-- begin Exercise data --
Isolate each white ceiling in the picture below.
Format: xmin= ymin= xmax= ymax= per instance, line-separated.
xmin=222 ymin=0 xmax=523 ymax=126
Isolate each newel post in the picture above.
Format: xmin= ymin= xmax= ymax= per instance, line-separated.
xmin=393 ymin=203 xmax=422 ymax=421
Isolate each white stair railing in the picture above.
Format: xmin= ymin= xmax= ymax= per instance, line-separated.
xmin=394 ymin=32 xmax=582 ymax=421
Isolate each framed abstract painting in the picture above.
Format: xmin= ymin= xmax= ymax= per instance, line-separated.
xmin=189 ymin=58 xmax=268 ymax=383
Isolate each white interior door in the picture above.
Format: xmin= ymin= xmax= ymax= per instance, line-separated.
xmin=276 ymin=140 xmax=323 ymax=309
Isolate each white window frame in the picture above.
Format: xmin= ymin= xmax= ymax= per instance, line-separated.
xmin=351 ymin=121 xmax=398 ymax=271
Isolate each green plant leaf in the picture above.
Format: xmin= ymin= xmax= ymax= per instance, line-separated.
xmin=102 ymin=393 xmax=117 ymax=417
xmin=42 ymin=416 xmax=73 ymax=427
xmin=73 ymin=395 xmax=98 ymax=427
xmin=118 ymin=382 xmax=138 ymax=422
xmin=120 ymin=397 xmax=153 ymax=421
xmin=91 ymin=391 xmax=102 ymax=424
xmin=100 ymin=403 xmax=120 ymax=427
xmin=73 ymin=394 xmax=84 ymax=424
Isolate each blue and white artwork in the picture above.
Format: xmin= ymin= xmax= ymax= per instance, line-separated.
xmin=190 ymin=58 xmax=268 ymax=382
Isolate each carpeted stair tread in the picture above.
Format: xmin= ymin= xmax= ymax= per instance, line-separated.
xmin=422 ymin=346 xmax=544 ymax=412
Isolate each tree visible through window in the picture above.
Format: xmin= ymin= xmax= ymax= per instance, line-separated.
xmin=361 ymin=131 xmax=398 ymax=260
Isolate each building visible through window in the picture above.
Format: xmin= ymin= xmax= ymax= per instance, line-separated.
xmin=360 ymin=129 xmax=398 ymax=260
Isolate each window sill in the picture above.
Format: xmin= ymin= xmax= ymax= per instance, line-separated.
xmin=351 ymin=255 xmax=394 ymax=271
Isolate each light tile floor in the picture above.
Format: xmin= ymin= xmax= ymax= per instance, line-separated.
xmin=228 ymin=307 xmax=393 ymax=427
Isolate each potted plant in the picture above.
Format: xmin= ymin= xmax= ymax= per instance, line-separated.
-- end Exercise data --
Task description: Rewrite the rows above with "visible through window" swapped for "seen through the window" everywhere it occurs, leaving every other word and line as it is.

Task solution:
Isolate each white ceiling in the picture below.
Format: xmin= ymin= xmax= ymax= per instance, line-separated.
xmin=222 ymin=0 xmax=523 ymax=126
Isolate each newel post in the picture above.
Format: xmin= ymin= xmax= ymax= per instance, line-separated.
xmin=393 ymin=203 xmax=422 ymax=421
Isolate each white stair railing in the picture above.
Format: xmin= ymin= xmax= ymax= per instance, line-separated.
xmin=394 ymin=32 xmax=582 ymax=421
Isolate each framed abstract painting in the picture above.
Format: xmin= ymin= xmax= ymax= per instance, line-separated.
xmin=189 ymin=58 xmax=268 ymax=383
Isolate each white interior door in the picture above.
Format: xmin= ymin= xmax= ymax= per instance, line-separated.
xmin=276 ymin=140 xmax=323 ymax=309
Isolate each white window frame in the picture above.
Format: xmin= ymin= xmax= ymax= per instance, line-separated.
xmin=351 ymin=121 xmax=398 ymax=271
Isolate each green plant leaf in the picture above.
Format: xmin= ymin= xmax= ymax= per instance, line-separated.
xmin=102 ymin=393 xmax=117 ymax=417
xmin=42 ymin=416 xmax=73 ymax=427
xmin=73 ymin=395 xmax=98 ymax=427
xmin=118 ymin=382 xmax=138 ymax=422
xmin=120 ymin=397 xmax=153 ymax=421
xmin=91 ymin=391 xmax=102 ymax=424
xmin=100 ymin=403 xmax=120 ymax=427
xmin=73 ymin=394 xmax=84 ymax=424
Isolate each blue and white artwork in the picture above.
Format: xmin= ymin= xmax= ymax= per instance, line-separated.
xmin=190 ymin=58 xmax=268 ymax=382
Isolate each carpeted stair tread in the picture above.
Format: xmin= ymin= xmax= ymax= per instance, line-separated.
xmin=422 ymin=346 xmax=544 ymax=412
Isolate each tree seen through the window in the picture above.
Format: xmin= ymin= xmax= ymax= per instance, line-separated.
xmin=361 ymin=131 xmax=398 ymax=260
Isolate each building seen through the window in the picture above.
Format: xmin= ymin= xmax= ymax= per instance, line-separated.
xmin=360 ymin=129 xmax=398 ymax=260
Isolate each window sill in the picture above.
Format: xmin= ymin= xmax= ymax= per instance, line-separated.
xmin=351 ymin=255 xmax=394 ymax=271
Isolate each light tile floor in the picture above.
Format: xmin= ymin= xmax= ymax= per instance, line-separated.
xmin=228 ymin=307 xmax=393 ymax=427
Isolate each potted plant in the picture above.
Format: xmin= ymin= xmax= ymax= per instance, line-separated.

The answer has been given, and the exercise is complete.